According to the biography of Manasseh Leech below, which relatives moved with him to the Western New York frontier in 1797? Name every one.

Source extract:

※

Colonel Manasseh Leech (also spelled Leach) (September 30, 1776 – March 16, 1828) was a pioneer and early settler of Western New York, War of 1812 veteran, and town supervisor of Lima, New York, USA.

History 
In 1797, Manasseh Leech, along with his brothers Clement, Ebenezer, Payne and a cousin, Richard Leech, moved from their hometown of, Waterford, New London County, Connecticut to the Western New York frontier and settled in the Town of Charleston, Ontario County, New York (now Lima, Livingston County, New York).
  
Around 1799, Manasseh purchased land from Palmer Peck of Bloomfield, New York and built his home, The Leech-Lloyd Farmhouse and Barn Complex. Manasseh lived at the homestead with his wife, Esther Gates, and raised two children, Josiah and Rachel. 

Manasseh became a prominent citizen in Lima as a farmer, NY militia officer, and town official.  He was the first town clerk (1809) and he served as the town supervisor from 1818–1822 and again from 1825–1827.
Colonel Leech is buried along with his wife and children in the Presbyterian Church Cemetery in Lima.

※

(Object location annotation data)

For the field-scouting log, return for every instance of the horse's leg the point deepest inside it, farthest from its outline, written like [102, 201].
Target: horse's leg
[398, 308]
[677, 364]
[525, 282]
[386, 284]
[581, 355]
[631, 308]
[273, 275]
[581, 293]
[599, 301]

※

Finished task: Clement, Ebenezer and Payne (his brothers) and Richard Leech (a cousin).